BEGIN Source passage

China has made great achievements in antiretroviral therapy (ART) among people living with HIV (PLWH), however, there is still a gap with the 90-90-90 targets, especially in rural areas. This study investigated three topics about the centralized viral load (VL) testing in Wenshan, China, including the coverage and timeliness of VL tests, the turnaround time (TAT) of VL tests, and factors associated with sustained viral suppression (SVS).

Methods

To address the three topics, three clinic-based studies were conducted respectively. First, a retrospective cohort study was conducted among 815 PLWH who initiated ART from 2015 to 2016. Second, a sequential explanatory mixed-method study was conducted: (1) 2 892 VL tests performed in 2018 were reviewed; (2) in-depth interviews were conducted among 11 healthcare providers. Third, a questionnaire survey was conducted among 264 PLWH.

END Source passage
BEGIN Record extracts

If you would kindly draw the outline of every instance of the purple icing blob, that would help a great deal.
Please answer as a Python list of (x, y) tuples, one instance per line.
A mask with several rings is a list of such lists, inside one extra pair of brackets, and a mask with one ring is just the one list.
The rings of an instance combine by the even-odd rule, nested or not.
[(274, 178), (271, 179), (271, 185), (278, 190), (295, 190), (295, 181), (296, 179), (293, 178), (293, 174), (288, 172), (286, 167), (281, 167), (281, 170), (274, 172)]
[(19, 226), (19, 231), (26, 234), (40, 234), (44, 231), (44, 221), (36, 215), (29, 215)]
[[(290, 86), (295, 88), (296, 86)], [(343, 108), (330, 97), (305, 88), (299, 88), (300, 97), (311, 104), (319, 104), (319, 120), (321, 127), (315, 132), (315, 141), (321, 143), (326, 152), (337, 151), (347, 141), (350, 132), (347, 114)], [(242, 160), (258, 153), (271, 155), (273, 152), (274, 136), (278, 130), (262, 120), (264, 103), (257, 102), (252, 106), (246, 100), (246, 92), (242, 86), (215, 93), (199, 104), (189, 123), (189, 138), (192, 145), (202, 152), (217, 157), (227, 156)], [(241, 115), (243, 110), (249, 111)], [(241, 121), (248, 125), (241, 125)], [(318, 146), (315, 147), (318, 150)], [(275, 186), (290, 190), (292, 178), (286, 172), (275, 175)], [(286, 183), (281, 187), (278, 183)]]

END Record extracts

__Assignment 1__:
List every abbreviation that the viral load testing text defines in parentheses, each with its full form.
__Assignment 2__:
Extend the text on centralized viral load testing in Wenshan, China, beginning right after its final sentence.
The items come from a separate source that has nothing to do with the text.

__Answer box 1__:
- ART: antiretroviral therapy
- PLWH: people living with HIV
- VL: viral load
- TAT: turnaround time
- SVS: sustained viral suppression

__Answer box 2__:
Results

First, in Wenshan, the cumulative VL testing rates (%) at 12, 18, and 24 months after ART initiation were 58.5%, 78.1%, and 93.0%, respectively. Patients who had healthier baseline status [adjusted hazard ratio (aHR)=1.40, 95% confidence interval (95%CI)=1.18-1.65] were more likely to undergo VL tests timely. On the contrary, patients who lived far away from ART sites (aHR=0.70, 95%CI=0.59-0.83) had delayed VL tests. Second, the median VL testing TAT was 54 days (IQR: 36, 92). Factors associated with prolonged TAT mainly included the annual urban-to-rural labor migration, the shortage of healthcare professionals and lab technicians, limited VL testing instruments, and the immature reagent procurement system and testing results reporting system. Third, 61.0% (n=161) of the PLWH who participated in the survey had achieved SVS. A total of 58.3% (n=154) participants reported they had ever proactively asked about VL testing results and they were more likely to achieve SVS [adjusted odds ratio (aOR)=3.08, 95%CI=1.52-6.26]. Other factors associated with SVS included baseline CD4 count, VL-related knowledge, support from non-governmental organizations (NGO), age, and time interval from HIV diagnosis to ART initiation.

Conclusions

To achieve the 90-90-90 targets, the VL testing in rural China should be improved by combining the efforts of PLWH, local healthcare providers, NGO staff, and healthcare policymakers at all levels of government.